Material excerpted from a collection

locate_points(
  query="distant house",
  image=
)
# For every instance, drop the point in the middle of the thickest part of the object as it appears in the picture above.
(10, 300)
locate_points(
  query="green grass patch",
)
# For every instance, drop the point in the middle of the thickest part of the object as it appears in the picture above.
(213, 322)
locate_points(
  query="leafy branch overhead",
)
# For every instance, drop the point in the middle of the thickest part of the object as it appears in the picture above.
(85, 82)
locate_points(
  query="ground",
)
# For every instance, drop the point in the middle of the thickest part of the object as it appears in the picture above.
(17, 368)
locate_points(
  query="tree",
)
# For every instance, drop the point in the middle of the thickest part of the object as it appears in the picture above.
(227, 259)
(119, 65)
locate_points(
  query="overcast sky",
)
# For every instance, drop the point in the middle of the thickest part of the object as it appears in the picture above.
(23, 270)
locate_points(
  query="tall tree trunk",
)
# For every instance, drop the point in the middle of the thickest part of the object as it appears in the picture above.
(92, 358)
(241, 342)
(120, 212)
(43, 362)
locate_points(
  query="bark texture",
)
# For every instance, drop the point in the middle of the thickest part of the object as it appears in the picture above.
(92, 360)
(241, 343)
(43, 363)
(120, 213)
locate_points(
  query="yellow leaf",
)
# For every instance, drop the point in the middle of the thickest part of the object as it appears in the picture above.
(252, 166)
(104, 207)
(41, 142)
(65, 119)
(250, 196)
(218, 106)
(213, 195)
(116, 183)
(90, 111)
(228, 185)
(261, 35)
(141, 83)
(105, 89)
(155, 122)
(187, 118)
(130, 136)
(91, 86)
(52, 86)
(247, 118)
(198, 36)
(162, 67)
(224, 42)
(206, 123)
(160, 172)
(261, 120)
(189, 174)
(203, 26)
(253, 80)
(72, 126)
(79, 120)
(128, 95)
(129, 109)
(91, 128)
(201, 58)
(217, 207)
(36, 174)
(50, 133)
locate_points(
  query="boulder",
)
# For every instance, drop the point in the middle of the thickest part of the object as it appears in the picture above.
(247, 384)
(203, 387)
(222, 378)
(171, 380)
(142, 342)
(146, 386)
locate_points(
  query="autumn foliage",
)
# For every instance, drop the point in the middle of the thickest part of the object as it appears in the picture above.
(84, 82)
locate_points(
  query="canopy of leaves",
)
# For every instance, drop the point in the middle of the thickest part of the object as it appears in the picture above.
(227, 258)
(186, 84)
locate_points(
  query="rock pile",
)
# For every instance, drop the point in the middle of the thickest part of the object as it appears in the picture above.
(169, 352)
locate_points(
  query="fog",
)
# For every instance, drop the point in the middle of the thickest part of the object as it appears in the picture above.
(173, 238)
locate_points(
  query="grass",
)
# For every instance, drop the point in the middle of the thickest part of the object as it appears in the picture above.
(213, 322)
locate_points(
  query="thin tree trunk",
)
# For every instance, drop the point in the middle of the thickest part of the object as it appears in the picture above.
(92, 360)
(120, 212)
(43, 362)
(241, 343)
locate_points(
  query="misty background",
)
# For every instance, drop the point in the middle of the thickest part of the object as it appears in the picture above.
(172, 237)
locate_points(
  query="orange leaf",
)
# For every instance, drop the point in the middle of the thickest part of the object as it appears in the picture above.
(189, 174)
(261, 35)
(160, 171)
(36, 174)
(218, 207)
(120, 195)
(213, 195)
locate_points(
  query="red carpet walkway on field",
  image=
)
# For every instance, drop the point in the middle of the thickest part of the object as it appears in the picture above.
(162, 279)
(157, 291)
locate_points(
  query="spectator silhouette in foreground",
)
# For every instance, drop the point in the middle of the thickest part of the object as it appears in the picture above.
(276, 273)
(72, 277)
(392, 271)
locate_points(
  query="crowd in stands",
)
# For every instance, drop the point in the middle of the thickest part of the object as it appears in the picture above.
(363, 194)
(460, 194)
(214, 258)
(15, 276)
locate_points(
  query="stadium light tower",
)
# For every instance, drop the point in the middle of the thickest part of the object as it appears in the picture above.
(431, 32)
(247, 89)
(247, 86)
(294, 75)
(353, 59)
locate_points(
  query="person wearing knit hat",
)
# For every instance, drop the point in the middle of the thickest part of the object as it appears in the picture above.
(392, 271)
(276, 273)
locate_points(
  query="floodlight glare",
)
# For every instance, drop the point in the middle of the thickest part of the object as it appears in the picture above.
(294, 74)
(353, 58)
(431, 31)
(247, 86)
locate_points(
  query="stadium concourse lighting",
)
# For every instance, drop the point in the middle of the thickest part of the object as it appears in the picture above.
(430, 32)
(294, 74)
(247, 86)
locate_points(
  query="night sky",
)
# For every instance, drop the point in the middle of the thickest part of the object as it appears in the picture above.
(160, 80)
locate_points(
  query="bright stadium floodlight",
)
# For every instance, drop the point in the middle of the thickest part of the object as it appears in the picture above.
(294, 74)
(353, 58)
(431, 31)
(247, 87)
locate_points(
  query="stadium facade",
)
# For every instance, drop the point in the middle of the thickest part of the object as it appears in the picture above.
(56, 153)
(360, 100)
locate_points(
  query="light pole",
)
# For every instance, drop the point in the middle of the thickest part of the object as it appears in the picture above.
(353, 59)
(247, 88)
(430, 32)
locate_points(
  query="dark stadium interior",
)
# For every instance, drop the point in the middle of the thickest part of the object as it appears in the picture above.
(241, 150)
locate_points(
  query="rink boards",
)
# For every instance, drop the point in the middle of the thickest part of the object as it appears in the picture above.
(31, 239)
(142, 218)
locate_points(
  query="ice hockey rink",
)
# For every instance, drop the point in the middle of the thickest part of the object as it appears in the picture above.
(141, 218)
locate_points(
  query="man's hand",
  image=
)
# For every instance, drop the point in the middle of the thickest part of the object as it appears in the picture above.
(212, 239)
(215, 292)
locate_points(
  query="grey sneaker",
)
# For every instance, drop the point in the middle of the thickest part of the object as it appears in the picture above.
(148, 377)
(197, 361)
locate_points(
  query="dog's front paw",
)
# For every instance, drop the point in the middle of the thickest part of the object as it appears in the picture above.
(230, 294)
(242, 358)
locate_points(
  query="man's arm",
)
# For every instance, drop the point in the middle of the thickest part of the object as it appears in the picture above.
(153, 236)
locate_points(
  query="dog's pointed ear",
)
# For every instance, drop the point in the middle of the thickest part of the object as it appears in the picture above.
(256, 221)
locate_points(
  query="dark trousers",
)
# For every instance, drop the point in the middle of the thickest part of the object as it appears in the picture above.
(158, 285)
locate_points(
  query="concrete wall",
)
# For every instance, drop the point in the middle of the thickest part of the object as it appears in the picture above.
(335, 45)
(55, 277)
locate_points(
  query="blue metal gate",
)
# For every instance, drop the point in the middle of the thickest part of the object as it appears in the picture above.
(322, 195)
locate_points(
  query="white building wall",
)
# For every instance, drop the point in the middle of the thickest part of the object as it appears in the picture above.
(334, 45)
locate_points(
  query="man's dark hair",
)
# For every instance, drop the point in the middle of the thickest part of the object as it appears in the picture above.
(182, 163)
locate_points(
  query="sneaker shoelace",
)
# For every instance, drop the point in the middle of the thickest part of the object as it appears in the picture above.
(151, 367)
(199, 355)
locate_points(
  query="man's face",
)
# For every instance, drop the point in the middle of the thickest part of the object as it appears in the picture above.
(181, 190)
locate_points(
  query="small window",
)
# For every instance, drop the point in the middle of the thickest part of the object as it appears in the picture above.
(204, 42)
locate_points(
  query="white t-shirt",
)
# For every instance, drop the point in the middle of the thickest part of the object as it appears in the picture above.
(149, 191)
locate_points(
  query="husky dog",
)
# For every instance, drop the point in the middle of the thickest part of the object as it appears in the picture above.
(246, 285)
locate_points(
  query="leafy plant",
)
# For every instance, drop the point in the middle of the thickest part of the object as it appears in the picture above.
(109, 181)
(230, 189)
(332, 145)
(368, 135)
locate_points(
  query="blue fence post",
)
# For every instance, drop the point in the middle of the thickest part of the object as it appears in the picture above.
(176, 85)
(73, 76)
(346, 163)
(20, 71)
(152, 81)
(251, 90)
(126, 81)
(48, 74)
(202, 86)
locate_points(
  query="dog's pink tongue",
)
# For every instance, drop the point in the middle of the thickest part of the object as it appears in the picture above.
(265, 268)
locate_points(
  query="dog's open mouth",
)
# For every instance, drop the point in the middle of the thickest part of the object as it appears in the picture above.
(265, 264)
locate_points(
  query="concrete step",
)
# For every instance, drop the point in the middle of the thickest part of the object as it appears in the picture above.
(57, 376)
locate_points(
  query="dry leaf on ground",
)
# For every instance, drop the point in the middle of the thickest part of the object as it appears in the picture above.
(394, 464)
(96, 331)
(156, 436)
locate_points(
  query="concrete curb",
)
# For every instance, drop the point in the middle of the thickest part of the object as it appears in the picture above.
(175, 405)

DIRECTION:
Identify every line of the material above that contains the string "rink", and copy each of those lines in full.

WRITTEN ANSWER:
  query="rink boards",
  query="ice hockey rink",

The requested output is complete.